═══ Source text ═══

Mandatory citations. Every claim in a SPARKIT report that came from the literature carries an inline citation linking to the source. This is the auditability layer: if the agent says something, the reader can click through and see where it came from. Citations are the reader's check on the agent — they're meant to be clicked, not glanced at.

Structured citation markers. Internally, the agent emits citation markers that pin to specific evidence rows rather than typing author names freehand into prose. This is a defense against a specific failure mode we observed early in development: the model substituting common surnames (Wang, Zhang) for less common ones when typing them itself. The renderer fills in the author and year from structured metadata, not from the model's prose.

Visible research process. Every report exposes the agent's effort: in the dashboard playground as a stats strip showing searches run, papers read, calculations performed, and time spent — and as structured fields in the API response that any SDK consumer can choose to display. This is the audit trail for effort. Readers can see whether the agent actually did the work the answer claims to be based on.

═══ Dataset content ═══

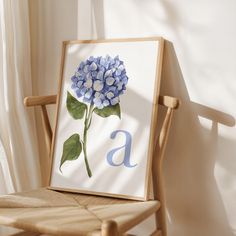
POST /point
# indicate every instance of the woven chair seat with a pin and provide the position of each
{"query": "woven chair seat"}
(44, 210)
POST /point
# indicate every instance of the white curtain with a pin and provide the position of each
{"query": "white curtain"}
(19, 162)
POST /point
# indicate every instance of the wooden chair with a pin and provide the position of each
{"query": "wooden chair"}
(61, 213)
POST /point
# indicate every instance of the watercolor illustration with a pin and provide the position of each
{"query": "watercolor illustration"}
(97, 84)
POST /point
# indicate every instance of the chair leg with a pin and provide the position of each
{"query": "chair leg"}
(109, 228)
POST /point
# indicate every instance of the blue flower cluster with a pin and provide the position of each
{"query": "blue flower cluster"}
(100, 81)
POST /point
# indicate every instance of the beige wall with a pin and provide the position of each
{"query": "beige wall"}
(199, 67)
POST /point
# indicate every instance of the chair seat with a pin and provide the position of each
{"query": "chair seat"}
(44, 210)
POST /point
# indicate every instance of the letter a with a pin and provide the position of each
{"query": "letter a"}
(126, 146)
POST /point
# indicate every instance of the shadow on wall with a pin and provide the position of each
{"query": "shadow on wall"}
(193, 198)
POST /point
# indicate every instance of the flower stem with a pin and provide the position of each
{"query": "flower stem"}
(86, 127)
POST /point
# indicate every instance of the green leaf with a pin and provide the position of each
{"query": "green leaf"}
(75, 108)
(108, 111)
(71, 149)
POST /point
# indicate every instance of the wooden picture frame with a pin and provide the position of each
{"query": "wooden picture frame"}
(88, 59)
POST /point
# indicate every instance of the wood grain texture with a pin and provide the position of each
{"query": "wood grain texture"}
(40, 100)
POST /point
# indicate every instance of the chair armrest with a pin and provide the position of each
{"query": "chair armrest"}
(40, 100)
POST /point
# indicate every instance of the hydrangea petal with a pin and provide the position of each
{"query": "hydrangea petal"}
(110, 81)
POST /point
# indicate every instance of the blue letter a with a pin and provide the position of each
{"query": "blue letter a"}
(126, 146)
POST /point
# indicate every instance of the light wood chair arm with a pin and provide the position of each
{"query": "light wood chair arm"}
(40, 100)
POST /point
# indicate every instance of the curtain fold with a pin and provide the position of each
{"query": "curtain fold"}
(19, 160)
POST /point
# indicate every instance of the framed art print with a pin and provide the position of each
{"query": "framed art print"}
(106, 117)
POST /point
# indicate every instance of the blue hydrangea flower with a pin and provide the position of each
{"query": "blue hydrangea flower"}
(100, 81)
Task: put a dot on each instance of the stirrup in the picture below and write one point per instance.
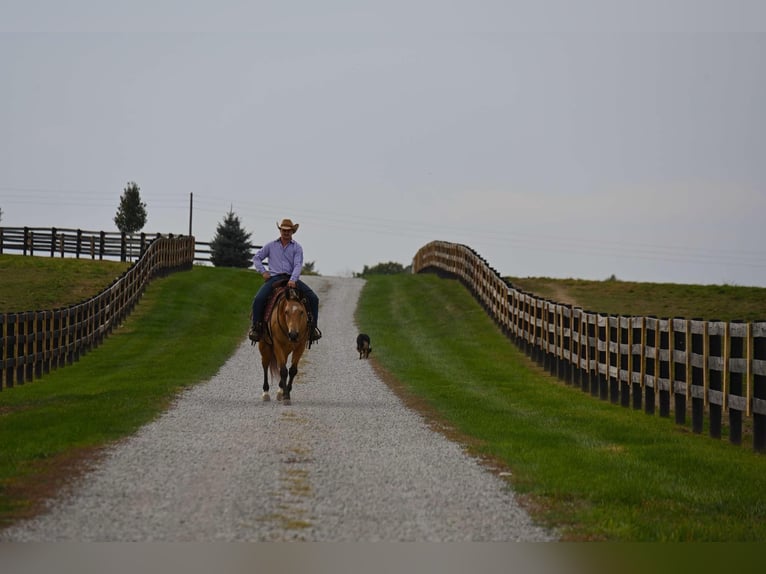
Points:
(255, 333)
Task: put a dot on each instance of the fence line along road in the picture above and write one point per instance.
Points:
(711, 368)
(346, 461)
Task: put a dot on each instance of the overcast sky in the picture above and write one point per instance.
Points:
(556, 138)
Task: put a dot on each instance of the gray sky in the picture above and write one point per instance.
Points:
(556, 138)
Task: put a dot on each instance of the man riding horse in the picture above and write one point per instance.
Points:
(285, 260)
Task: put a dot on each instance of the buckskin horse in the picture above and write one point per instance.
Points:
(287, 335)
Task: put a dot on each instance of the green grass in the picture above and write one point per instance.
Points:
(595, 470)
(41, 283)
(183, 330)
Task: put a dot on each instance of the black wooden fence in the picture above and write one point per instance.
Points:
(686, 366)
(79, 243)
(32, 343)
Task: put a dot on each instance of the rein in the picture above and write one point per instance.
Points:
(283, 327)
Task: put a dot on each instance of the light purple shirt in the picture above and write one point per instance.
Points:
(286, 259)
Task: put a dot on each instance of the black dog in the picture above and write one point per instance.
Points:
(363, 346)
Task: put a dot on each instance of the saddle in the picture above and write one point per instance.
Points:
(282, 290)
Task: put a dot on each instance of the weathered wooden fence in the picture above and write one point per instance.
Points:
(33, 343)
(79, 243)
(685, 366)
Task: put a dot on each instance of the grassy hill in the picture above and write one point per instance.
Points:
(592, 469)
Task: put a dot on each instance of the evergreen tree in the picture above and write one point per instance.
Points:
(389, 268)
(131, 215)
(231, 245)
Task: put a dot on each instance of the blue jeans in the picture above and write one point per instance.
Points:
(259, 302)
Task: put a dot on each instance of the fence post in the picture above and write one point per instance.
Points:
(698, 364)
(593, 353)
(638, 370)
(625, 360)
(651, 358)
(679, 358)
(716, 342)
(759, 386)
(602, 370)
(665, 327)
(613, 363)
(6, 380)
(737, 403)
(53, 241)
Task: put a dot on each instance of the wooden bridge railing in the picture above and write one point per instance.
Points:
(33, 343)
(687, 366)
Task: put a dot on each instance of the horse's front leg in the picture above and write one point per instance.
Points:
(265, 361)
(292, 372)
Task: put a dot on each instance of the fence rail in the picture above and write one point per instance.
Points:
(33, 343)
(78, 243)
(687, 366)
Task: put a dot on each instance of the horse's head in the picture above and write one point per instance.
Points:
(295, 318)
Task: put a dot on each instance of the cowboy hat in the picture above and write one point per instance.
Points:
(288, 224)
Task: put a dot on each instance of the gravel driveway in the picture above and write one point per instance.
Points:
(346, 461)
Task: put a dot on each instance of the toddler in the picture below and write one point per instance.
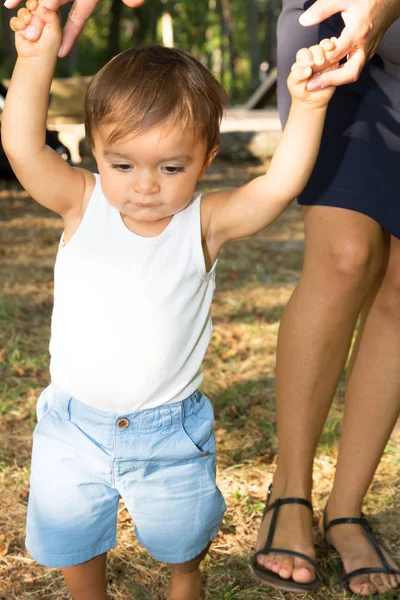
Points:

═══

Exercise set
a. In the SPARKIT passage, what does the renderer fill in from structured metadata?
b. Please say whether each statement agrees with the SPARKIT passage, answering yes or no and quoting the deciding words: (i) Citation markers pin to specific evidence rows. (ii) The renderer takes author names from the model's prose. (iii) The stats strip shows how many papers were read.
c. Quote the stretch of the SPARKIT passage from "Structured citation markers." through "be based on.".

Expected outputs
a. The author and year.

b.
(i) Yes: "the agent emits citation markers that pin to specific evidence rows"
(ii) No: "The renderer fills in the author and year from structured metadata, not from the model's prose."
(iii) Yes: "a stats strip showing searches run, papers read, calculations performed, and time spent"

c.
Structured citation markers. Internally, the agent emits citation markers that pin to specific evidence rows rather than typing author names freehand into prose. This is a defense against a specific failure mode we observed early in development: the model substituting common surnames (Wang, Zhang) for less common ones when typing them itself. The renderer fills in the author and year from structured metadata, not from the model's prose.

Visible research process. Every report exposes the agent's effort: in the dashboard playground as a stats strip showing searches run, papers read, calculations performed, and time spent — and as structured fields in the API response that any SDK consumer can choose to display. This is the audit trail for effort. Readers can see whether the agent actually did the work the answer claims to be based on.